Short problem: Rewrite the part of the material that opens with the line containing "Each instance of the chair" and closes with the line containing "x=282, y=113", both of those lines included. Copy every line in that part, and multiply each x and y coordinate value by 0.55, rounding to whole numbers with halves rounded up.
== Data for this exercise
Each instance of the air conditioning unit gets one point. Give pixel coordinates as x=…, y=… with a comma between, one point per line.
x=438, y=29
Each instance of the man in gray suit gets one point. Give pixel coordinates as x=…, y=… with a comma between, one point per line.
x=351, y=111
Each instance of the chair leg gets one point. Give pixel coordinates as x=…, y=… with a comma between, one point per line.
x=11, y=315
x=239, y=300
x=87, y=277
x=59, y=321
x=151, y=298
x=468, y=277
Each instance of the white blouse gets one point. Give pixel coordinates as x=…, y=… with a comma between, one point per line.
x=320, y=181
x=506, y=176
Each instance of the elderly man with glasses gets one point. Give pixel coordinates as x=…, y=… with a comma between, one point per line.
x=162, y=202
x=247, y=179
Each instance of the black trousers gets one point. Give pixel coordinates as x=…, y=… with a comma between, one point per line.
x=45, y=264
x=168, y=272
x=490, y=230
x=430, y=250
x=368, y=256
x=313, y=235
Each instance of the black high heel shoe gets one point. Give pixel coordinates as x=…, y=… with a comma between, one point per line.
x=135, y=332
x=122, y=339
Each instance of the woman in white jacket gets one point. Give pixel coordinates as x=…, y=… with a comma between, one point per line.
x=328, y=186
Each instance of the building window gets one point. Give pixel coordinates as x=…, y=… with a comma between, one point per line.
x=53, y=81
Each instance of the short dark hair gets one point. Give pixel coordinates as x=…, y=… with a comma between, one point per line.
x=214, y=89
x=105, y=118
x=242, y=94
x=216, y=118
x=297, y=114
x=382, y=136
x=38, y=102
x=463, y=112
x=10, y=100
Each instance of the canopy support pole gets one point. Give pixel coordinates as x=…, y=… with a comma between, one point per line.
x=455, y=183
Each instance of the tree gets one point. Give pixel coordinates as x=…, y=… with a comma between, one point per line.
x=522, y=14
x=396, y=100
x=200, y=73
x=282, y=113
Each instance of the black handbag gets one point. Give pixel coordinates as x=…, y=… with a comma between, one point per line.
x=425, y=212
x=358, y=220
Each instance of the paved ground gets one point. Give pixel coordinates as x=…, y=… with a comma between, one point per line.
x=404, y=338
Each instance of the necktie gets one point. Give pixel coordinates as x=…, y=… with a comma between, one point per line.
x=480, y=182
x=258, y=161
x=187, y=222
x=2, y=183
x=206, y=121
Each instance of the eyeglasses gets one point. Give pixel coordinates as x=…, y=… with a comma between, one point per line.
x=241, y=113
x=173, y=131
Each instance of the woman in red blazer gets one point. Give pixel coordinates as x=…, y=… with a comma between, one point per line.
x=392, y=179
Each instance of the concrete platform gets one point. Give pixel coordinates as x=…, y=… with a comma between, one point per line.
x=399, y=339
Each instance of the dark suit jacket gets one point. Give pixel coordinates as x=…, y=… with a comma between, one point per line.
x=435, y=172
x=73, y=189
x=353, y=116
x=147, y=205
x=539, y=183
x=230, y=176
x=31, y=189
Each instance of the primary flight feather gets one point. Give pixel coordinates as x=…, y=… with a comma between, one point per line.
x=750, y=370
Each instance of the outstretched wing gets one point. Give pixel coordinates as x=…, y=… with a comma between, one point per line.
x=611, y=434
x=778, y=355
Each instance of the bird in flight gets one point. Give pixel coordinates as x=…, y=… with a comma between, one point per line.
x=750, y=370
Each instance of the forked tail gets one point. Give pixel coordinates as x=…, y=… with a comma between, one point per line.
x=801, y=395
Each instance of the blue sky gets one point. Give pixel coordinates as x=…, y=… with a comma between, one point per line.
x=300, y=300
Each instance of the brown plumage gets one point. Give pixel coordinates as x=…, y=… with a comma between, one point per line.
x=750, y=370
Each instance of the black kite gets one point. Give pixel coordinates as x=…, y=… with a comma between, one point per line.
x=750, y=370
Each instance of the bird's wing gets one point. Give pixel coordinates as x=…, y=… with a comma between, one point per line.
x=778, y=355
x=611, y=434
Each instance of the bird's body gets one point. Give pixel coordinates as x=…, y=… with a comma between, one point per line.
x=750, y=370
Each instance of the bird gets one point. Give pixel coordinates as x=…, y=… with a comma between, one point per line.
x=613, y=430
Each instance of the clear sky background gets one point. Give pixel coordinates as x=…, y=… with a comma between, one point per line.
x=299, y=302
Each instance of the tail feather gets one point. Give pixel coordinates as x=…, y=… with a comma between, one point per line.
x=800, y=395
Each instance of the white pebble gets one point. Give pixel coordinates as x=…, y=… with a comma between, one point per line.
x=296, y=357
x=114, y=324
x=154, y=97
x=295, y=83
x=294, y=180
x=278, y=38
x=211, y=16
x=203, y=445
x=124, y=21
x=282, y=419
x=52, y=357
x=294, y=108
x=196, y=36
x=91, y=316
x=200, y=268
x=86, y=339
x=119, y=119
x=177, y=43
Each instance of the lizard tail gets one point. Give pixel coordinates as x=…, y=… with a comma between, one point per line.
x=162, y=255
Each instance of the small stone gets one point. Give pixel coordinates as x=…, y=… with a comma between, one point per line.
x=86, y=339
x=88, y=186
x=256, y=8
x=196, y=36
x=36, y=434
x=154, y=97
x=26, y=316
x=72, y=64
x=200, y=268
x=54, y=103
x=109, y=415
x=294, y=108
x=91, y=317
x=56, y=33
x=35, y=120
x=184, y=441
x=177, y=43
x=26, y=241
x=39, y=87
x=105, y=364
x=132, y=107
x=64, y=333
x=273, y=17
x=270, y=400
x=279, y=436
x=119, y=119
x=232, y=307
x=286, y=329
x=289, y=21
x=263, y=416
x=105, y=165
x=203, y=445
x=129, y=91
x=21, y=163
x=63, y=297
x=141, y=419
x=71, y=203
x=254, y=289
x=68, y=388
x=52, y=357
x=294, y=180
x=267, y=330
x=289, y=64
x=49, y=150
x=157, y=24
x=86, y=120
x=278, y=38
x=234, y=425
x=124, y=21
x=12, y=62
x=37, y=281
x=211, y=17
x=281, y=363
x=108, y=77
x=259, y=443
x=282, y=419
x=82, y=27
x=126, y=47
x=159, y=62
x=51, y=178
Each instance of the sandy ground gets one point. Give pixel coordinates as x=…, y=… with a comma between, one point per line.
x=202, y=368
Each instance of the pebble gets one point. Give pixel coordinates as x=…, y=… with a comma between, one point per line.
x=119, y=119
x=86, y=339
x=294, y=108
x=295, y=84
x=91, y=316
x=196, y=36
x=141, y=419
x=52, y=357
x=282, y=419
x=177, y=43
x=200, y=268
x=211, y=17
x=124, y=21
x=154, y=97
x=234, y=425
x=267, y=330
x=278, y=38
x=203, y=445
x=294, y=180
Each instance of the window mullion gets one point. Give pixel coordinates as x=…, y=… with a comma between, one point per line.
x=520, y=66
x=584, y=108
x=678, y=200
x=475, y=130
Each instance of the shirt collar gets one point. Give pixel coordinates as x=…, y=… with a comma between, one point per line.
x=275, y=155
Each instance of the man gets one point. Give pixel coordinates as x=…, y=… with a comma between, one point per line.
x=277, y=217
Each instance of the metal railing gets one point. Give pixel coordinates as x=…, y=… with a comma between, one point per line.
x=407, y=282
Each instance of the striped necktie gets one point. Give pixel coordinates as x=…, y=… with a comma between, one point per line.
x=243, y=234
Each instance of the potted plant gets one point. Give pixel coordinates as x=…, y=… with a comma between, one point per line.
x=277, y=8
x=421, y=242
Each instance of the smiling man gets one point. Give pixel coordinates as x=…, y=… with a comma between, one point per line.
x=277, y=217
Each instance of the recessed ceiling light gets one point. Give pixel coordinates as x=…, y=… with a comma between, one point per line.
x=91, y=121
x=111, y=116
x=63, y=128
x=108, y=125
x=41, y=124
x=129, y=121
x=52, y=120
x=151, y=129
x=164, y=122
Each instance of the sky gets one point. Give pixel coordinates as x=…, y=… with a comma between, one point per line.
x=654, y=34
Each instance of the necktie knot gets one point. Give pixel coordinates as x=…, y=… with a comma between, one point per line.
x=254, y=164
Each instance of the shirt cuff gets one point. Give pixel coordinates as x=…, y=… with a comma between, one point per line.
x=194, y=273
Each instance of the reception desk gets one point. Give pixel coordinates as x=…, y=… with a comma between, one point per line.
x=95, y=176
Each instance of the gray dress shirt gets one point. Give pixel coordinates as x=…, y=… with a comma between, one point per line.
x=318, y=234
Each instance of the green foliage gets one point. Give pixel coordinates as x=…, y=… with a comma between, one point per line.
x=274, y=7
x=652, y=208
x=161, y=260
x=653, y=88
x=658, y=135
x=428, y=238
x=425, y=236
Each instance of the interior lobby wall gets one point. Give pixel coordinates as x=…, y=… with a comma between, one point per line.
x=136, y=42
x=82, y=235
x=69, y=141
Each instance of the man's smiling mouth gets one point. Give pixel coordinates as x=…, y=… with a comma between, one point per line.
====
Full output:
Each instance of the chair leg gets one point. Give pixel coordinates as x=…, y=… with a comma between, one point per line.
x=6, y=173
x=131, y=165
x=48, y=152
x=32, y=177
x=83, y=164
x=257, y=152
Each instance of the white blouse gets one point. Give pixel coordinates as x=…, y=… with a comma between, one point per line.
x=176, y=100
x=278, y=97
Each instance of the elderly man with glasses gets one point. Give pixel coordinates as x=…, y=… with a comma between, one point per line.
x=89, y=111
x=136, y=98
Each instance of the black trousers gets one point. Give pixel coordinates as x=…, y=… with a comma between, one point per line.
x=25, y=145
x=92, y=150
x=270, y=127
x=237, y=138
x=202, y=141
x=172, y=129
Each instance of the black high heel shoe gets one point. Give pixel coordinates as x=…, y=… with a comma between, one point per line.
x=74, y=183
x=67, y=186
Each instance of the woman in white jacket gets one point. Give pixel coordinates as x=…, y=… with a comma between, one point per line.
x=180, y=102
Each instance of the building window gets one point. Give pixel coordinates as x=…, y=… with a comma between, one point per line.
x=29, y=45
Each instance of the short dark hair gets one point. Give pixel coordinates as x=…, y=… with a comma between, one point per line.
x=118, y=49
x=58, y=65
x=133, y=52
x=119, y=65
x=163, y=63
x=210, y=75
x=21, y=56
x=255, y=62
x=6, y=55
Each instance of the canopy support pole gets one point. Give pixel coordinates as x=…, y=… with a comma between, one point per line.
x=250, y=101
Each instance of the tree gets one point. Give pixel coordinates as x=…, y=… with a comma between, one point per line.
x=287, y=8
x=218, y=55
x=110, y=40
x=155, y=62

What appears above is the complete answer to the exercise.